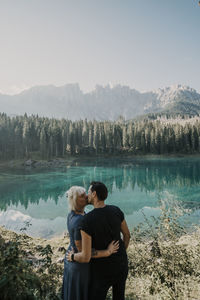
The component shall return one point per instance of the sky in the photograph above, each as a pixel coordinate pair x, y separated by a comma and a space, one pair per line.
145, 44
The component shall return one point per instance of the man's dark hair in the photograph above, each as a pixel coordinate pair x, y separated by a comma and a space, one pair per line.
100, 189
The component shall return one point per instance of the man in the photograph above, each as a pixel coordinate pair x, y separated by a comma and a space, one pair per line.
99, 227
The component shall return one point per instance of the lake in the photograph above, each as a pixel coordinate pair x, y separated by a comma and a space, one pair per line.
136, 185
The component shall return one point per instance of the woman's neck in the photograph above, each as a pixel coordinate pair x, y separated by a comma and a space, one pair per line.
79, 211
99, 204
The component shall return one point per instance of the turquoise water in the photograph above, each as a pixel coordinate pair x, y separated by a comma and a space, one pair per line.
137, 186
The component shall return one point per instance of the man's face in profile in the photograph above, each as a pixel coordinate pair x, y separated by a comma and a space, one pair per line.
90, 197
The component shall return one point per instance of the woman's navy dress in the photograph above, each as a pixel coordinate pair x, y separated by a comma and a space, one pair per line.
76, 275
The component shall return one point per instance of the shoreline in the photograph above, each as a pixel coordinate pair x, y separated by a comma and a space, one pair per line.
75, 160
157, 257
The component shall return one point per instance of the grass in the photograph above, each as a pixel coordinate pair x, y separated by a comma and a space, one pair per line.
164, 262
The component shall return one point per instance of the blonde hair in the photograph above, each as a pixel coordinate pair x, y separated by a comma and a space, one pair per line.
72, 195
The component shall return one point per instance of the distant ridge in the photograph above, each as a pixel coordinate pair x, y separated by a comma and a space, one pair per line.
103, 103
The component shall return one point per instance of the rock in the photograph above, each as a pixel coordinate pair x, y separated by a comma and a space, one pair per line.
61, 249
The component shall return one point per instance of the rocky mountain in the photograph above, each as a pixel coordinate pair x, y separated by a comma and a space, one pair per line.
103, 103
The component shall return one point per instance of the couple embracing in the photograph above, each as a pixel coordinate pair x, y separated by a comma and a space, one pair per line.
96, 258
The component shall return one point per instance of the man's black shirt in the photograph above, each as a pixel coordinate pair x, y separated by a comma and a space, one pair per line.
104, 226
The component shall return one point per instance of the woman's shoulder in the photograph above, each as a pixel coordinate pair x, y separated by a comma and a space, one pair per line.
74, 218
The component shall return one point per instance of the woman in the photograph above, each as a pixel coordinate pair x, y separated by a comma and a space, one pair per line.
76, 276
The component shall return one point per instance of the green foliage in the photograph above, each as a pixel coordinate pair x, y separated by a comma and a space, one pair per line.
25, 277
166, 268
29, 137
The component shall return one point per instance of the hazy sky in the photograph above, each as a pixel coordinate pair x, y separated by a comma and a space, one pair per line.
145, 44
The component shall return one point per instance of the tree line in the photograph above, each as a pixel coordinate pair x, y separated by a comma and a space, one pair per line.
31, 136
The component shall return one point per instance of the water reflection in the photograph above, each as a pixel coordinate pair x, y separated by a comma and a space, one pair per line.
181, 177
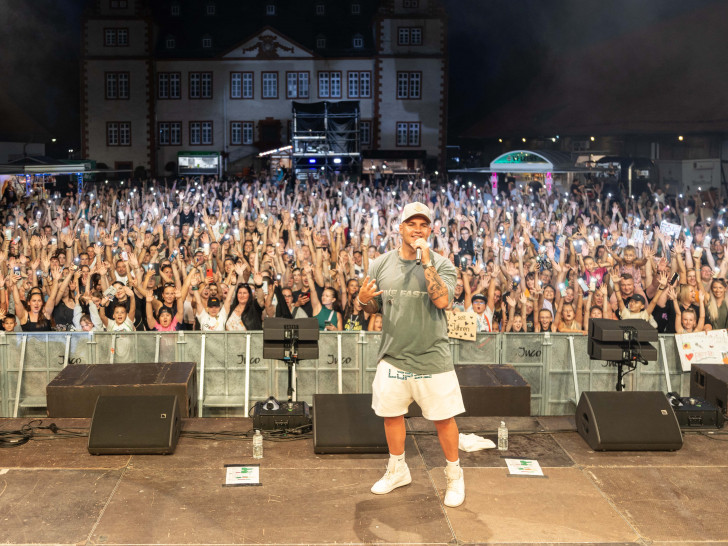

- Aim of the task
Count the lines in the listing above that contain the string "water". Return only the number.

- Answer to this problem
2